Exercises to complete>
A. Answer these questions about the researcher profiles:
(i) From which university did Modhurima earn her MPH?
(ii) At which organization did William's work influence his research interests?
(iii) In what role did Matthew serve with USAID?
B. Rewrite the part of the researcher profiles that opens with the words containing "Modhurima is interested" and closes with "University of Pittsburgh.", replacing "healthcare analytics" with "health informatics".

Modhurima Moitra, University of Washington Department of Global Health

Modhurima is interested in applying and developing methods for estimating disease burden from mental and substance use disorders with a focus on low-resource settings. She has a background in healthcare analytics and has worked in geriatric mental health research laboratories. Modhurima holds a Bachelor of Science degree in Statistics and Psychology and an MPH in Behavioral Health Sciences from the University of Pittsburgh.



With a background in statistics and demography, William’s research interests thus far have been influenced by his work at the Medical Research Council in South Africa. As a lead analyst within the country’s 2nd National Burden of Disease study it became clear that accurate and meaningful health information could not be derived directly when using the national vital registration data. Such information is crucial for developing national health policy that can be used to improve health. Generating improved estimates required developing various indirect estimation techniques. William hopes to build on this experience to further improve on the quality of the nation’s health data. He anticipates that his PhD dissertation will focus on small area estimation methods and their application in the measurement of burden of disease for South Africa and other countries in sub-Saharan Africa


Matthew received his Master’s in Public Health from University of Washington, where he also completed the Post-Bachelor Fellowship at the Institute for Health Metrics and Evaluation (IHME). Upon completion of his MPH, Matthew’s background in program evaluation and econometric analysis enabled him to consultant for the global health policy teams and global health program monitoring systems for think-tanks, foundations and non-profit implementing institutions. Before returning to University of Washington, Mr. Schneider completed a two year fellowship with the Global Health Fellows Program as a Costing Technical Advisor with the United States Agency for International Development (USAID). As a technical advisor, Matthew collected, analyzed, and used costing data to improve the efficiency of the US Government’s HIV programs in Africa, Asia, the Caribbean, and Eastern Europe. By returning to complete his doctorate at the University of Washington, Matthew will further his interest in the ability to improve health systems through allocative efficiencies and measuring the impact of health systems strengthening programs.

Data extracts>
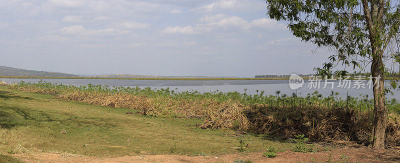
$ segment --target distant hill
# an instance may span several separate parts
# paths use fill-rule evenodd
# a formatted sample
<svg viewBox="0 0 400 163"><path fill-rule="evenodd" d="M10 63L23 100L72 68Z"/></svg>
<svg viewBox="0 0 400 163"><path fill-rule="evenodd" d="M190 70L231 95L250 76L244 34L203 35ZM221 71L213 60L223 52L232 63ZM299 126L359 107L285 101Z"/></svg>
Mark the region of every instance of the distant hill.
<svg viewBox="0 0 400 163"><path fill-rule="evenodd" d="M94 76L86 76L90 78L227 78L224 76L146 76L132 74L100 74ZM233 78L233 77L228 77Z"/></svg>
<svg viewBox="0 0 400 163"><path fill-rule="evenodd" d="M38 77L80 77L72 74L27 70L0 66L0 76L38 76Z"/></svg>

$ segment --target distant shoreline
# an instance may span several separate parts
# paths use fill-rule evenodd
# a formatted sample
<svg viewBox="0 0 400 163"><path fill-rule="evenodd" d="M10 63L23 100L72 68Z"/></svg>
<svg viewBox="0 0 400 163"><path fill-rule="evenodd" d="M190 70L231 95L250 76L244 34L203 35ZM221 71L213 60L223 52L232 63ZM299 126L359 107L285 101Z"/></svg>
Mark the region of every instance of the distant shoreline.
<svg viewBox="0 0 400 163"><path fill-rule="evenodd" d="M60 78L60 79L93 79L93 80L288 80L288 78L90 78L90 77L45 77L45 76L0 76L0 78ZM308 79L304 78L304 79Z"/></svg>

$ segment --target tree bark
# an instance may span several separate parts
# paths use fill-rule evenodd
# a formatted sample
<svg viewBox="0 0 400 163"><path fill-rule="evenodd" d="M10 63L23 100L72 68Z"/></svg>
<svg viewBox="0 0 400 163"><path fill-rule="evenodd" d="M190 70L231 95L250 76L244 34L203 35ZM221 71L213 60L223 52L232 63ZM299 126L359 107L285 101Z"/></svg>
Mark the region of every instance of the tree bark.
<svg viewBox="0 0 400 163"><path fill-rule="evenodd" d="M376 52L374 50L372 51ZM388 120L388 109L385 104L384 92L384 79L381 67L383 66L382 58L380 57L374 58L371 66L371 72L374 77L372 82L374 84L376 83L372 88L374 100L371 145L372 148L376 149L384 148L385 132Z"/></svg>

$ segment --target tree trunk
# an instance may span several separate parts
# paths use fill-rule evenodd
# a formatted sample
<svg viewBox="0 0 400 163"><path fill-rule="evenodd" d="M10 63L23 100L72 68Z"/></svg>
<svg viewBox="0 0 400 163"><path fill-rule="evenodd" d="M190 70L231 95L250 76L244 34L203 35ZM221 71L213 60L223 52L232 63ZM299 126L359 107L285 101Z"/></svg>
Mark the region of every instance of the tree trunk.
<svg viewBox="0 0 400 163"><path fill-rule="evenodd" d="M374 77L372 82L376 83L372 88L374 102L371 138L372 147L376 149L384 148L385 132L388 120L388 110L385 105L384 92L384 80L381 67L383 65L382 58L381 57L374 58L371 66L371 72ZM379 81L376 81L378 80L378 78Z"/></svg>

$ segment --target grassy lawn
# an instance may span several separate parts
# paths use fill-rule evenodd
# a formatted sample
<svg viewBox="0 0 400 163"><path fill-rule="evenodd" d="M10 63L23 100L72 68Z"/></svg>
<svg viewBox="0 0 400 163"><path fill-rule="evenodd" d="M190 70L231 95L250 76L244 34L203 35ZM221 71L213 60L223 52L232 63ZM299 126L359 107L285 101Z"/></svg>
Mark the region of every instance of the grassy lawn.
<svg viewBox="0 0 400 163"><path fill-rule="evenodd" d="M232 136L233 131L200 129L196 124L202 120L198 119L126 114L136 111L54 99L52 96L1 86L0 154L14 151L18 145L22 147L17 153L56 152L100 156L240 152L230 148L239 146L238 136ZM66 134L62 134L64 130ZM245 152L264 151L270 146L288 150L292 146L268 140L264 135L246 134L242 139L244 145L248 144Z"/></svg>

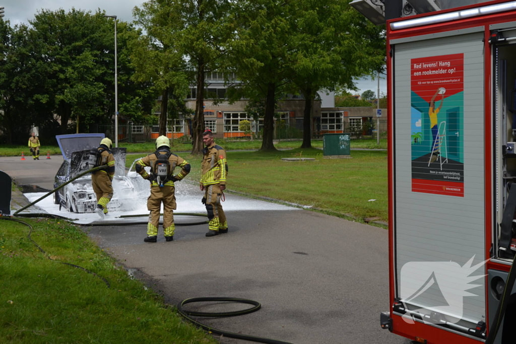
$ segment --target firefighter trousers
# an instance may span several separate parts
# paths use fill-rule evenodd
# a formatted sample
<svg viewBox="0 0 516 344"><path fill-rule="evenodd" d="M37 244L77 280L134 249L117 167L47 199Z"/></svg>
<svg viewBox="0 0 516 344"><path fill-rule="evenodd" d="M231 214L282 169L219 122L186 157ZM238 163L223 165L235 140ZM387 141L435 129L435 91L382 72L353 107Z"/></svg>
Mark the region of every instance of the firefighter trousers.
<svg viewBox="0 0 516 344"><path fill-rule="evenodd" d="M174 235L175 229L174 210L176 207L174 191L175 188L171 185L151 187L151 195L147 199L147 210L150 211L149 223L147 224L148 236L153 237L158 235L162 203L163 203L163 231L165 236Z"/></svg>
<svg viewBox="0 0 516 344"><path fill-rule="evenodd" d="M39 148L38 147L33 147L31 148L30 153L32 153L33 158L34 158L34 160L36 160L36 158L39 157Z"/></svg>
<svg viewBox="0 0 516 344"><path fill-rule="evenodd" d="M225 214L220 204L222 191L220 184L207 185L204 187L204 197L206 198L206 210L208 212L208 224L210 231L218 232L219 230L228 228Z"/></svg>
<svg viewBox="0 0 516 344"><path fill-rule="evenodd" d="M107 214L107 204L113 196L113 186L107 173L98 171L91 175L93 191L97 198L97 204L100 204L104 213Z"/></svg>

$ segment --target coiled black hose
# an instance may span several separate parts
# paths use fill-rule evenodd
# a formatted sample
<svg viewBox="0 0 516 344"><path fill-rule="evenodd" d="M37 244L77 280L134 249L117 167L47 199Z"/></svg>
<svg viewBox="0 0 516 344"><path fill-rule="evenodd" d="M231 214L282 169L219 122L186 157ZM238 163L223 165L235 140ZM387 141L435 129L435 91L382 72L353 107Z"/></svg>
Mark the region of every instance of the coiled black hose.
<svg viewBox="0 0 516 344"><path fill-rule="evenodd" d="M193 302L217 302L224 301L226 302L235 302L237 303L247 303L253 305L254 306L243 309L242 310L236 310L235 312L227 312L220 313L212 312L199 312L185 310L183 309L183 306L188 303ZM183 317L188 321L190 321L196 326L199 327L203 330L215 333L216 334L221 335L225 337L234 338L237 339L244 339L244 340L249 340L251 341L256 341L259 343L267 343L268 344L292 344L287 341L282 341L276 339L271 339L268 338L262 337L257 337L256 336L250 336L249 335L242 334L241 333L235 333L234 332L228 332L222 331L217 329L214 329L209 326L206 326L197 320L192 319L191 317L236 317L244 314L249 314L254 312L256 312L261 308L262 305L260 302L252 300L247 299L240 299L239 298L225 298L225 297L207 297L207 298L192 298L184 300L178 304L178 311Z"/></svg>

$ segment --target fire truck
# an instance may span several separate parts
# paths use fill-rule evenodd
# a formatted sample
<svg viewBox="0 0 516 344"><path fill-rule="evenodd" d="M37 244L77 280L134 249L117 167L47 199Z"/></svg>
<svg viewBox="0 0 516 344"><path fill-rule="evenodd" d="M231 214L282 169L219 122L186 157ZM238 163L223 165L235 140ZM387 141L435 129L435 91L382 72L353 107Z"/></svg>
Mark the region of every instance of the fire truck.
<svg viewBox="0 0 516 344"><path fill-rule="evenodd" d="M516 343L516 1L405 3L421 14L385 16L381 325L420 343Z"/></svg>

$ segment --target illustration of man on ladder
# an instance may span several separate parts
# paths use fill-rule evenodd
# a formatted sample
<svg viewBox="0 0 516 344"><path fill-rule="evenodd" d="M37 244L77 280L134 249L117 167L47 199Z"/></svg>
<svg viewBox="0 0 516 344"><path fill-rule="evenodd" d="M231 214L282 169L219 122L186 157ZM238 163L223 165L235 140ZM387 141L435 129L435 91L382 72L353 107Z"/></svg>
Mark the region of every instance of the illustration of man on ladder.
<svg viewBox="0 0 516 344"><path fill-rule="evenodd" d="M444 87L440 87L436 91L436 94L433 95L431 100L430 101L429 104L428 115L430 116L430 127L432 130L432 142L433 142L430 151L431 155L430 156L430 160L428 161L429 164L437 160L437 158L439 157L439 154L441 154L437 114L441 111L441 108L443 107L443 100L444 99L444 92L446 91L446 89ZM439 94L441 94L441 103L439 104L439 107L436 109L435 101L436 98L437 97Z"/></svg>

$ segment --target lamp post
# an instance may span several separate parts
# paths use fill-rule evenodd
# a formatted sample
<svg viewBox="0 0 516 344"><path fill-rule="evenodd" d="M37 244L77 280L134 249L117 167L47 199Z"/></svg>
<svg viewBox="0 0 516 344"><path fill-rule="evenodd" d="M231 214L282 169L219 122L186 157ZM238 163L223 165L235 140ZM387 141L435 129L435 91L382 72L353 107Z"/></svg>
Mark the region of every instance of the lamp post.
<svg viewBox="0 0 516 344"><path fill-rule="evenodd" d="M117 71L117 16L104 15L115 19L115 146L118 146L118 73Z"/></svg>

Answer list>
A.
(i) The University of Pittsburgh
(ii) The Medical Research Council in South Africa
(iii) Costing Technical Advisor

B.
Modhurima is interested in applying and developing methods for estimating disease burden from mental and substance use disorders with a focus on low-resource settings. She has a background in health informatics and has worked in geriatric mental health research laboratories. Modhurima holds a Bachelor of Science degree in Statistics and Psychology and an MPH in Behavioral Health Sciences from the University of Pittsburgh.